GIVEN INFORMATION:
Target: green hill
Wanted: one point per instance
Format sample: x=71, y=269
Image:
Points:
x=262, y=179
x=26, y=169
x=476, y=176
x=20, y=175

WHAT THE TASK REQUIRES: Copy the lines above word for word, keeping every character unchanged.

ANSWER FOR THIS EXERCISE:
Target: green hill
Wanted: one point per instance
Format sample: x=71, y=269
Image:
Points:
x=262, y=179
x=26, y=169
x=476, y=176
x=20, y=175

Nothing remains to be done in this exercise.